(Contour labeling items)
_ _ _ _ _ _ _
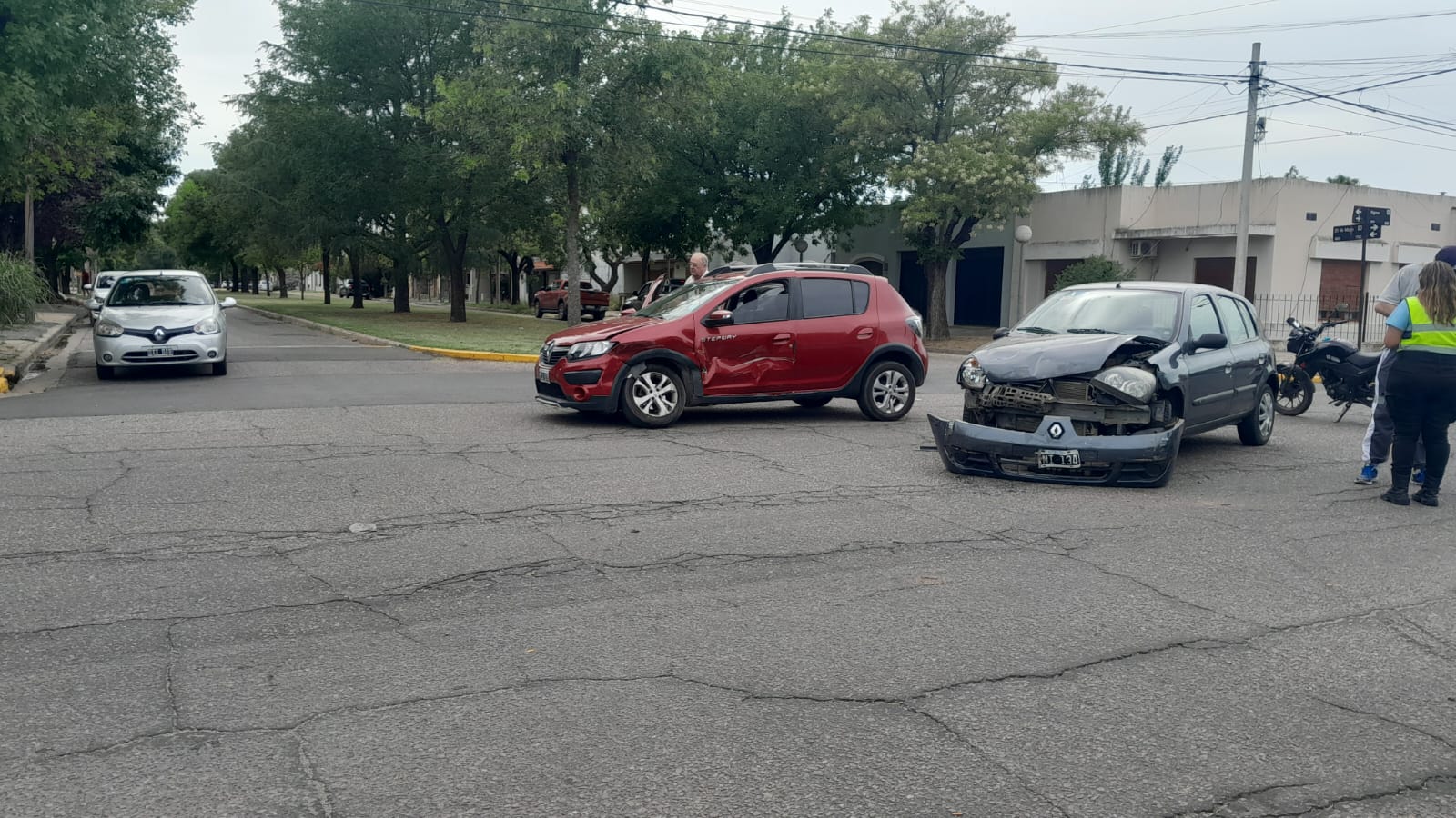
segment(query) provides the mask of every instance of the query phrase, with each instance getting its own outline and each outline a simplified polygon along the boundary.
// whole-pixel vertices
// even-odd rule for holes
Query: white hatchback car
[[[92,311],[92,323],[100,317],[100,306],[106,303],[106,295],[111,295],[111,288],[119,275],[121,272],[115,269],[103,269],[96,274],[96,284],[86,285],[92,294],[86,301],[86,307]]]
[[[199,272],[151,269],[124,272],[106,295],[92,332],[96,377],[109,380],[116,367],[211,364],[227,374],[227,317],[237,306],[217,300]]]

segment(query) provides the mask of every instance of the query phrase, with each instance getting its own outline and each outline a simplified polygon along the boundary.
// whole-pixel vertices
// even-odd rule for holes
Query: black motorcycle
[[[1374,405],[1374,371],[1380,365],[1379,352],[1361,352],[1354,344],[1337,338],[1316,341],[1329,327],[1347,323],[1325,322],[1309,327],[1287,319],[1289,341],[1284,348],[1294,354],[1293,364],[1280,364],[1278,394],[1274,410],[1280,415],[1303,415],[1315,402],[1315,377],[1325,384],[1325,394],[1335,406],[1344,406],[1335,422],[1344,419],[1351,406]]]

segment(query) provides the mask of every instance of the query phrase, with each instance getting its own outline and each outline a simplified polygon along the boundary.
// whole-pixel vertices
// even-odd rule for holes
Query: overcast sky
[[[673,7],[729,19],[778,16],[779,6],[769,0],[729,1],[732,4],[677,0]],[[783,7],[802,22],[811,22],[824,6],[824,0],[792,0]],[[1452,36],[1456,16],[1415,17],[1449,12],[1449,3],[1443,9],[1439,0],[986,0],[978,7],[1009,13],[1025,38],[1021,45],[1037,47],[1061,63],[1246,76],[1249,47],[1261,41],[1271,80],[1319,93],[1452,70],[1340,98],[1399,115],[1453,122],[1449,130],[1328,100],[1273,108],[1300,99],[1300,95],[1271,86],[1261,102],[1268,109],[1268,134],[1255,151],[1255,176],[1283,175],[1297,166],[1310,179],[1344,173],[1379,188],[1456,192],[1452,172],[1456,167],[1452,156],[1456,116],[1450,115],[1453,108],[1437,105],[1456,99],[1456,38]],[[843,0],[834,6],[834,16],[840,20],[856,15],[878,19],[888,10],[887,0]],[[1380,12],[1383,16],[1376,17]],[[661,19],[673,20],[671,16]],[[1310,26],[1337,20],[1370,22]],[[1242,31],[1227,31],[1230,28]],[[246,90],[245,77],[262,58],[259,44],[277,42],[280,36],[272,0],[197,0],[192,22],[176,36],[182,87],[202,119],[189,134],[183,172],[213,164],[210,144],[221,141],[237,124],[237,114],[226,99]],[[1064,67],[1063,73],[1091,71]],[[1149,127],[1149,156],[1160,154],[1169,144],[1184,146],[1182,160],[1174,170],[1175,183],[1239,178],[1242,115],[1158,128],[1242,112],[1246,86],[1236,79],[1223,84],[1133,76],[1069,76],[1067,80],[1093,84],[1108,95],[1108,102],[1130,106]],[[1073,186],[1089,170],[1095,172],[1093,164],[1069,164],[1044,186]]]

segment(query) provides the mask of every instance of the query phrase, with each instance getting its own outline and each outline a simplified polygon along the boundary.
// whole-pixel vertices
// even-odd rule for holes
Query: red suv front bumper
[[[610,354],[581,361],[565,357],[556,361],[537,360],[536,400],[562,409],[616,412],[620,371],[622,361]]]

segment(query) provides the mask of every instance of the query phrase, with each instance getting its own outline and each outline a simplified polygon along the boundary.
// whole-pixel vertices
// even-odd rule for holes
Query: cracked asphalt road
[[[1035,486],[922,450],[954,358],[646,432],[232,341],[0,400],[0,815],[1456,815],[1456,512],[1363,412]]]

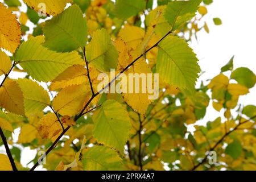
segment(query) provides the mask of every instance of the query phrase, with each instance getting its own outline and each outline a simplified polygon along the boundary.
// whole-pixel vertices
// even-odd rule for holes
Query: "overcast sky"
_ _ _ _ _ _ _
#### Problem to work on:
Repeat the lines above exactly, and keep every picture out.

#### Answer for the task:
segment(query) provides the mask of every instance of the query phrase, with each instance getting its own outline and each outline a simplified polygon along the boundary.
// whole-pixel vertices
// even-odd rule for holes
Query: white hatchback car
[[[92,311],[92,323],[100,317],[100,306],[106,303],[106,295],[111,295],[111,288],[119,275],[121,272],[115,269],[103,269],[96,274],[96,284],[86,285],[92,294],[86,301],[86,307]]]
[[[199,272],[151,269],[124,272],[106,295],[92,332],[96,377],[109,380],[116,367],[211,364],[227,374],[227,317],[237,306],[217,300]]]

segment(query) provides the mask of every instance of the query phrase, with each instance getting its own outline and each outline a simplified polygon along the boundary.
// whole-pixel vertices
// even-odd rule for holes
Query: black motorcycle
[[[1374,405],[1374,371],[1380,365],[1379,352],[1361,352],[1354,344],[1337,338],[1316,341],[1329,327],[1347,323],[1325,322],[1309,327],[1287,319],[1289,341],[1284,348],[1294,354],[1293,364],[1280,364],[1278,394],[1274,410],[1280,415],[1303,415],[1315,402],[1315,377],[1325,384],[1325,394],[1335,406],[1344,406],[1335,422],[1344,419],[1351,406]]]

segment(query) provides the mask of every instance of the query phrase, with each instance getting its own outline and each outline a simplified polygon along the boundary.
// whole-pixel vertices
// even-odd rule for holes
Query: overcast sky
[[[673,7],[729,19],[778,16],[779,6],[769,0],[729,1],[732,4],[677,0]],[[783,7],[802,22],[811,22],[824,6],[824,0],[792,0]],[[1452,36],[1456,16],[1415,17],[1449,12],[1449,3],[1443,9],[1439,0],[986,0],[978,7],[1009,13],[1025,38],[1021,45],[1037,47],[1061,63],[1246,76],[1249,47],[1261,41],[1271,80],[1319,93],[1452,70],[1340,98],[1399,115],[1453,122],[1449,130],[1328,100],[1273,108],[1300,99],[1300,95],[1271,86],[1261,102],[1268,109],[1268,134],[1255,151],[1255,176],[1283,175],[1297,166],[1310,179],[1344,173],[1379,188],[1456,192],[1452,172],[1456,167],[1452,156],[1456,116],[1450,115],[1453,108],[1437,105],[1456,99],[1456,38]],[[843,0],[834,6],[834,16],[840,20],[856,15],[878,19],[888,10],[887,0]],[[1380,12],[1383,16],[1376,17]],[[661,19],[673,20],[671,16]],[[1310,26],[1337,20],[1370,22]],[[1242,31],[1227,31],[1230,28]],[[246,90],[245,77],[262,58],[259,44],[277,42],[280,36],[272,0],[197,0],[192,22],[176,36],[182,87],[202,119],[189,134],[183,172],[213,164],[210,144],[221,141],[237,124],[237,114],[226,99]],[[1064,67],[1063,73],[1091,71]],[[1149,127],[1149,156],[1160,154],[1169,144],[1184,146],[1182,160],[1174,170],[1175,183],[1239,178],[1242,115],[1158,128],[1242,112],[1246,86],[1236,79],[1223,84],[1133,76],[1069,76],[1067,80],[1093,84],[1108,95],[1108,102],[1130,106]],[[1073,186],[1089,170],[1095,172],[1093,164],[1069,164],[1044,186]]]

segment(query) provides the mask of every instance of the query phrase, with each instance getting its own outline and each outline a simplified polygon along the boundary.
// whole-pixel vertices
// even-odd rule for holes
Query: red suv front bumper
[[[610,354],[581,361],[565,357],[556,361],[537,360],[536,400],[562,409],[616,412],[620,371],[622,361]]]

segment(query) provides the mask of every instance of the query phrase, with each instance getting its own outline and each outline a simplified polygon along the boundary.
// whole-pixel vertices
// even-odd rule for holes
Query: cracked asphalt road
[[[1035,486],[922,450],[954,358],[646,432],[232,341],[0,400],[0,815],[1456,815],[1456,512],[1363,412]]]

segment(query) provides the mask of every instance of the query phrase, with each instance getting its own outline and each outline a simplified polygon along the boundary.
// whole-pixel vertices
// even-odd rule for holes
Query: "overcast sky"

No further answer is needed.